The problem >> Copy out everything in the data below from the line containing "Detect street lamp post here." down to the line containing "left=114, top=22, right=235, bottom=262", keeping each line word for word. Include both of those end lines.

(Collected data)
Start

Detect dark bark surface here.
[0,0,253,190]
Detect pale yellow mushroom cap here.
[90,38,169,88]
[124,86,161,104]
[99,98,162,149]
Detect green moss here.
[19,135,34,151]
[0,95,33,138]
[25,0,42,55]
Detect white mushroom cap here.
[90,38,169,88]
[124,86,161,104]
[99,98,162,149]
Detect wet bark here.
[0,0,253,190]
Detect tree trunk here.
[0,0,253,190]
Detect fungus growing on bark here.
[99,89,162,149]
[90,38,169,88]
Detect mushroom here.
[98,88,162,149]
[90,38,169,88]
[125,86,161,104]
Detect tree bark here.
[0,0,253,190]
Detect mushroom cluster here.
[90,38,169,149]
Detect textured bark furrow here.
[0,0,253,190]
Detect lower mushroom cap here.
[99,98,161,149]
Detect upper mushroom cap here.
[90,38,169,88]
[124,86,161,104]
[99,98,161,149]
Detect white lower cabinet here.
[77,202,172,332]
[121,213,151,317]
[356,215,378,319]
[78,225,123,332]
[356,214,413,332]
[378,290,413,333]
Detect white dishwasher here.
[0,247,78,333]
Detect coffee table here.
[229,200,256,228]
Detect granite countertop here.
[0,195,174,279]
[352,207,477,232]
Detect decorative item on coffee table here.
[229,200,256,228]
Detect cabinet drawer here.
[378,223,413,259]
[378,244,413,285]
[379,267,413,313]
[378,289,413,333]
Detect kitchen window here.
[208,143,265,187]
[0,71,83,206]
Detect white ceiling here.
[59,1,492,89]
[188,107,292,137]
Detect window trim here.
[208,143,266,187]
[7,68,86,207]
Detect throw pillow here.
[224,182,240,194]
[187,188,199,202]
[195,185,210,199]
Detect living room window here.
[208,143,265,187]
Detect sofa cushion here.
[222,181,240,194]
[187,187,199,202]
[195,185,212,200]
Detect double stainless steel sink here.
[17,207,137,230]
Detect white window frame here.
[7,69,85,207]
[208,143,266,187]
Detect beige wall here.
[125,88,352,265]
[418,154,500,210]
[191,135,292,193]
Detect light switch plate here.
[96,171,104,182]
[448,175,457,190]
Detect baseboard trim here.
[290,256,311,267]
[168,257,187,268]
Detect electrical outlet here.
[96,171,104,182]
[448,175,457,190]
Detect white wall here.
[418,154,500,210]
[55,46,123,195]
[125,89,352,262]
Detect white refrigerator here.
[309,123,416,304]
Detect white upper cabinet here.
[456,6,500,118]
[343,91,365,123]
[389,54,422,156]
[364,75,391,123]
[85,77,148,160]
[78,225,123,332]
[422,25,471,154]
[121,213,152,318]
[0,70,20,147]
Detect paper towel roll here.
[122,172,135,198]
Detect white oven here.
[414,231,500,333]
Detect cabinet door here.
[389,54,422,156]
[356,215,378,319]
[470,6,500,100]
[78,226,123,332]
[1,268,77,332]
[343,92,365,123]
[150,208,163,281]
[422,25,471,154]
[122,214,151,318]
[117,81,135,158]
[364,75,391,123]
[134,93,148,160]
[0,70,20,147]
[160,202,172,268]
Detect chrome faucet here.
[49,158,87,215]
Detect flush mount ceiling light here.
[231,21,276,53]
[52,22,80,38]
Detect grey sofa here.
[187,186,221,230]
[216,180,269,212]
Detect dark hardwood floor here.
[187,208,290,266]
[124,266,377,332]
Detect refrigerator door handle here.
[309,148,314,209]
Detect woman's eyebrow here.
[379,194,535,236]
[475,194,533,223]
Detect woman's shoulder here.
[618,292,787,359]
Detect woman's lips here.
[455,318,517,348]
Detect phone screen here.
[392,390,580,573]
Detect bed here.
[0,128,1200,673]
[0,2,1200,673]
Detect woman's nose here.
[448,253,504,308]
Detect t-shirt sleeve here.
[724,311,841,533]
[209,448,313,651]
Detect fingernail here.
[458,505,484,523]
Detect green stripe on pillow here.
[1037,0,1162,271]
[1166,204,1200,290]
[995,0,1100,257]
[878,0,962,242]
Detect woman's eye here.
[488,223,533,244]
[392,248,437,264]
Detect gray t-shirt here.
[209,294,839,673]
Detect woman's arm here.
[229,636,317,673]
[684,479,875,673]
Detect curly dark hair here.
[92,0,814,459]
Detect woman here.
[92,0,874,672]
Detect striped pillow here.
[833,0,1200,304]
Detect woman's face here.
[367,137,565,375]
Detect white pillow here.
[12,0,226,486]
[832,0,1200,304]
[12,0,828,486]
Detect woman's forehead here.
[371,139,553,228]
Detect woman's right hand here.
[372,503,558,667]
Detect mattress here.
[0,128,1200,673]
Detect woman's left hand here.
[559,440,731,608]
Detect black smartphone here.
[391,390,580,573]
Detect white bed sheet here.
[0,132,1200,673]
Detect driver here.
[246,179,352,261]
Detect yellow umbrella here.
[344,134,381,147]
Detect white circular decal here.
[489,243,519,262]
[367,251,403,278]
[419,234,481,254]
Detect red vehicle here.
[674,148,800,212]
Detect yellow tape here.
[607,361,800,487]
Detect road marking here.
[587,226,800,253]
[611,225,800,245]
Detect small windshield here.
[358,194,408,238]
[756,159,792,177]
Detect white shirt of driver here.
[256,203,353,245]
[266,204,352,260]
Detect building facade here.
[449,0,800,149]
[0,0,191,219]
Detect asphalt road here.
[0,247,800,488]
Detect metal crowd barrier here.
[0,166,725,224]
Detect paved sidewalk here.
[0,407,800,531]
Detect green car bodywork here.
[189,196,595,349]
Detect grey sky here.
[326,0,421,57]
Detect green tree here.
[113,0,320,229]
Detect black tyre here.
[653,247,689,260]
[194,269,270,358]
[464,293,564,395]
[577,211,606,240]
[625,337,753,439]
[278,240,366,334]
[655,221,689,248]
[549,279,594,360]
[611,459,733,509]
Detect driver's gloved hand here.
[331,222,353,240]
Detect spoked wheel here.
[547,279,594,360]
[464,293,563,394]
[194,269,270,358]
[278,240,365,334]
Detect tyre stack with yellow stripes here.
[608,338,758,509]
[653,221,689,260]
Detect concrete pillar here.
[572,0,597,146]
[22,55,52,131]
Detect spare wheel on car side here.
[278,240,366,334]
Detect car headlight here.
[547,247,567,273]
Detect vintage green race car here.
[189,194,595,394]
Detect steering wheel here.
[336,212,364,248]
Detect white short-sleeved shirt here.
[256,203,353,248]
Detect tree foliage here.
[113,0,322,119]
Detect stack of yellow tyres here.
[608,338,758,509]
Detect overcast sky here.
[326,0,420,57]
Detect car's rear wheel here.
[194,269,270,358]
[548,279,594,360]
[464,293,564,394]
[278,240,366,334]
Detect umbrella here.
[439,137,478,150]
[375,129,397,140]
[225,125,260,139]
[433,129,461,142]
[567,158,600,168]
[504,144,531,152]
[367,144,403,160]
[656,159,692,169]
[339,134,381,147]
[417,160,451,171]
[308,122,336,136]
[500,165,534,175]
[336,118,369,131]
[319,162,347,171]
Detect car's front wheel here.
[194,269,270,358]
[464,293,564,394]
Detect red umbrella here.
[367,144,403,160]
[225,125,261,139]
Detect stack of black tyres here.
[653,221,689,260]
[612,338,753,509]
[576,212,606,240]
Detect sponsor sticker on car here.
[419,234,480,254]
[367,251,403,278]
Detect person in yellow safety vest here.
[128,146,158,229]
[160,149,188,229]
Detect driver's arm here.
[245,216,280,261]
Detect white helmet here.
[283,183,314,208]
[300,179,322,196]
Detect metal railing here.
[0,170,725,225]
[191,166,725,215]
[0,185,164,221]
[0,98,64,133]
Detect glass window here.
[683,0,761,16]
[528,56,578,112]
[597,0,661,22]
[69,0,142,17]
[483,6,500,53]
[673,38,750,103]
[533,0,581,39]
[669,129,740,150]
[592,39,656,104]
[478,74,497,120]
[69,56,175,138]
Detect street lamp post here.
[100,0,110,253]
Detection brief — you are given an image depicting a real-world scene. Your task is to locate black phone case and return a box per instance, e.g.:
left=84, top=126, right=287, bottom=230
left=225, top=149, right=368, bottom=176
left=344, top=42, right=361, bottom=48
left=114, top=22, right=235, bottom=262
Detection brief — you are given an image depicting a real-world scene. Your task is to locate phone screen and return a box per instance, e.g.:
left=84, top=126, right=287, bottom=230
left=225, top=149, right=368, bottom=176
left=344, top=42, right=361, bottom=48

End

Solved problem >>
Detect street lamp post here.
[100,0,110,253]
Detection brief — you are given an image depicting a real-world scene. Your task is to locate black phone case and return a box per instance, e.g.:
left=84, top=126, right=287, bottom=230
left=225, top=149, right=368, bottom=176
left=344, top=42, right=361, bottom=48
left=114, top=22, right=235, bottom=262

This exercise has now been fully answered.